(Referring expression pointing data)
══════════════════════════════

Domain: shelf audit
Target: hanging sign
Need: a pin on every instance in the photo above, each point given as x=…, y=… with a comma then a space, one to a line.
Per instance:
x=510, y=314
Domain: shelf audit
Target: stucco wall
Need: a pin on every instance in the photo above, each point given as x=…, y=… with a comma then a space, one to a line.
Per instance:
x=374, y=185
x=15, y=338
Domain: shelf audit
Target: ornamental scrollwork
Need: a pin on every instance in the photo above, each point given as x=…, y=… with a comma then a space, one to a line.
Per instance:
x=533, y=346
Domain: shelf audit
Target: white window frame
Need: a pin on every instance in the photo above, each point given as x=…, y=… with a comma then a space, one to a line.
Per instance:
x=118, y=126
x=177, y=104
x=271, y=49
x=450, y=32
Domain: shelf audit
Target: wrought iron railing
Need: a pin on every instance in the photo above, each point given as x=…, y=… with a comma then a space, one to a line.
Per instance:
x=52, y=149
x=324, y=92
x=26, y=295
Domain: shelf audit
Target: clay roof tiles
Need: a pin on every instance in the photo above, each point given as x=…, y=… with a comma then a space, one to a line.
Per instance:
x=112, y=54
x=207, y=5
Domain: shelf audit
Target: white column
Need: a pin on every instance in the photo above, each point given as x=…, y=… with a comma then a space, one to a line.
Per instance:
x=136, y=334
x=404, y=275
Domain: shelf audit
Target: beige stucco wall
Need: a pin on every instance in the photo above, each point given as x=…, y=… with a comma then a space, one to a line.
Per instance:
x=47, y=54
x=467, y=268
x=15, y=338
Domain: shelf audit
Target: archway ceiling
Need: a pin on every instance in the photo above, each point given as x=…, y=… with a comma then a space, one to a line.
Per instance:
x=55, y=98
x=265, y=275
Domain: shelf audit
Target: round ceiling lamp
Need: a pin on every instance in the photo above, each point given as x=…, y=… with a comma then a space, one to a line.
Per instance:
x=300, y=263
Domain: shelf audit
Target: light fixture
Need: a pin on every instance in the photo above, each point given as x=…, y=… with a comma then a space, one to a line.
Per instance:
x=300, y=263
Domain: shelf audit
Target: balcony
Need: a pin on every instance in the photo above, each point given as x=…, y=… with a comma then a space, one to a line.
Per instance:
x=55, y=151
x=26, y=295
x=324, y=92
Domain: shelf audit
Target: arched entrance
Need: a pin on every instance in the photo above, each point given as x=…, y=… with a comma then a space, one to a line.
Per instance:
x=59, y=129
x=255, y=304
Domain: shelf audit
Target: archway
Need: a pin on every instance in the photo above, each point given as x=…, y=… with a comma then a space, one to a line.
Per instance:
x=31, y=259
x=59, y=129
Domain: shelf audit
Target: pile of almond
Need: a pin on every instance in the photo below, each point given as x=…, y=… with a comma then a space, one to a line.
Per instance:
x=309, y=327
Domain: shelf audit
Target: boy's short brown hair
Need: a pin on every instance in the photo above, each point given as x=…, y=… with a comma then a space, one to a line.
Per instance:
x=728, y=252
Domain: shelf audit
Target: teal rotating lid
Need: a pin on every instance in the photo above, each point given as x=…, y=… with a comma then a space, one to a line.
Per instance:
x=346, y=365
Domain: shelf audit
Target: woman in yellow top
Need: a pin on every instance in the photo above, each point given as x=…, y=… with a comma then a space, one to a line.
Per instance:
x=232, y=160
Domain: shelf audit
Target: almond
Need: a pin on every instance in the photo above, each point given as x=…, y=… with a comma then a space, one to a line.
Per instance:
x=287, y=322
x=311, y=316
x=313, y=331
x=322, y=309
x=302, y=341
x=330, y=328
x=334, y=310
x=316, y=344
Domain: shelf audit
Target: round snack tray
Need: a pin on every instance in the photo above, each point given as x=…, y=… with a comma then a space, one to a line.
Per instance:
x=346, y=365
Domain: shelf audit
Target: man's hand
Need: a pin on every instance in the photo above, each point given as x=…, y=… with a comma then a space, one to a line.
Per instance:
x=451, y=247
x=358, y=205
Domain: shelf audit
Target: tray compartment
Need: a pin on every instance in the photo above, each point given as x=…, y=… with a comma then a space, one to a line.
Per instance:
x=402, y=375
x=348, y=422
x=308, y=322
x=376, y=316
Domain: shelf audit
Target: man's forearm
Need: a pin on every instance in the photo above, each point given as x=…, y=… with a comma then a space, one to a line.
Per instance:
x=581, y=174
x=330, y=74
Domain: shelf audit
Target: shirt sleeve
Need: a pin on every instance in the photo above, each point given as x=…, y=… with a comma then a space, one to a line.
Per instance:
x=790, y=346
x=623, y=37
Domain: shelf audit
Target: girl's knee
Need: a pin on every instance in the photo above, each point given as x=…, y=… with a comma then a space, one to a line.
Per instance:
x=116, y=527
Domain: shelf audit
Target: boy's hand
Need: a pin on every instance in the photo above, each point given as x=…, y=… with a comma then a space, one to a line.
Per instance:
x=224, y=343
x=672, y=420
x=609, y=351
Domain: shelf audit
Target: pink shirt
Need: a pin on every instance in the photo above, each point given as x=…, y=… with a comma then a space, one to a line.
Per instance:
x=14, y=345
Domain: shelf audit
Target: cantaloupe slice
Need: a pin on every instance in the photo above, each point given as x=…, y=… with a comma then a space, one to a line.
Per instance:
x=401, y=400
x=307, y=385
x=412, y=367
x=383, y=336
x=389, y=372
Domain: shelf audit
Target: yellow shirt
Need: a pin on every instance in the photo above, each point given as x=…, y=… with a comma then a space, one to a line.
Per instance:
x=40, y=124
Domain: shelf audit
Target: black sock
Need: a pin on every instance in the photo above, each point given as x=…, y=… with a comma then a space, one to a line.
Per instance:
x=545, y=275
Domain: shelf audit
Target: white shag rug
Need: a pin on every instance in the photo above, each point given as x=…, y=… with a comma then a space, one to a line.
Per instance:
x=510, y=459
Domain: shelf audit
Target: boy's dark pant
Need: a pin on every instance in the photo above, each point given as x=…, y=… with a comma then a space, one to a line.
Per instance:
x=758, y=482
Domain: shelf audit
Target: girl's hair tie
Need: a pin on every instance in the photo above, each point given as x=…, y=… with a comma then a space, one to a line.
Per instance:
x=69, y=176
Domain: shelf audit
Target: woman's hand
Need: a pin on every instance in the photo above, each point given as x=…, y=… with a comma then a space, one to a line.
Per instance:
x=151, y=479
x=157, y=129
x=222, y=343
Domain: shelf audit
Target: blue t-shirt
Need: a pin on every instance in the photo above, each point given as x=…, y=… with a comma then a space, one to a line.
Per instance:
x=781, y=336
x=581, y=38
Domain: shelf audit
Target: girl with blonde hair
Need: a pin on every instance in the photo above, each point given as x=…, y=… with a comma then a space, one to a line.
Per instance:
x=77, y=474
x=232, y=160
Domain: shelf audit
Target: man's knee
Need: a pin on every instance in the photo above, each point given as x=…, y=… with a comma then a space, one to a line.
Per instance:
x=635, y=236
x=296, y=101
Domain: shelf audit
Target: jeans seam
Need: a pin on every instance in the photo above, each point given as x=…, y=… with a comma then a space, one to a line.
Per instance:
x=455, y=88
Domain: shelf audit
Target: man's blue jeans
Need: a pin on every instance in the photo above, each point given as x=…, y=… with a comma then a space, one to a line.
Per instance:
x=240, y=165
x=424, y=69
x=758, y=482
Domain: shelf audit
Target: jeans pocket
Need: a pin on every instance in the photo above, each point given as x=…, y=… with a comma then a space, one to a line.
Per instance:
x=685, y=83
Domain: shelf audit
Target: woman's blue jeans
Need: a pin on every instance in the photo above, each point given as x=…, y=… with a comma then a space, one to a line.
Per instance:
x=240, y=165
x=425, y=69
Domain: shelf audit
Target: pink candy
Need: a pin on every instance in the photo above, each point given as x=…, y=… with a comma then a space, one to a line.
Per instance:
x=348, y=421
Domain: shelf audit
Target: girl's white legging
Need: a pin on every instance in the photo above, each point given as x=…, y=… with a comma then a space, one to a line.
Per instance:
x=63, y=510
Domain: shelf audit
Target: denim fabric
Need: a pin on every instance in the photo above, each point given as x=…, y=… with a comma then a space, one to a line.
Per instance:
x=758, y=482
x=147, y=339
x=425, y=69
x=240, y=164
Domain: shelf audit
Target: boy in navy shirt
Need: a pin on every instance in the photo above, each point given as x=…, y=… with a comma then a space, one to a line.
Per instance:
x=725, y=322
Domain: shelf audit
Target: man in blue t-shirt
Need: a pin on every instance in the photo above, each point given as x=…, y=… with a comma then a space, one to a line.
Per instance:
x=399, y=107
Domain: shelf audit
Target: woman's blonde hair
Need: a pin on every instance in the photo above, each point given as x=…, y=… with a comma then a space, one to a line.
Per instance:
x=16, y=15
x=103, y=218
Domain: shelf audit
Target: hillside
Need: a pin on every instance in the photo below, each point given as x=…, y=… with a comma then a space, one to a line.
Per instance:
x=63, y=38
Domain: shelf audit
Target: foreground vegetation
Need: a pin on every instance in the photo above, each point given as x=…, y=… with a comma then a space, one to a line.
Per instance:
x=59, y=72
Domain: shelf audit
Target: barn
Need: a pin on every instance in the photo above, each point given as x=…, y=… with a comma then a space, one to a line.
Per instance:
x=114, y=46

══════════════════════════════

Task description
In how many lines of the records does the word "ceiling" occur? Reply with the number only.

Exercise answer
2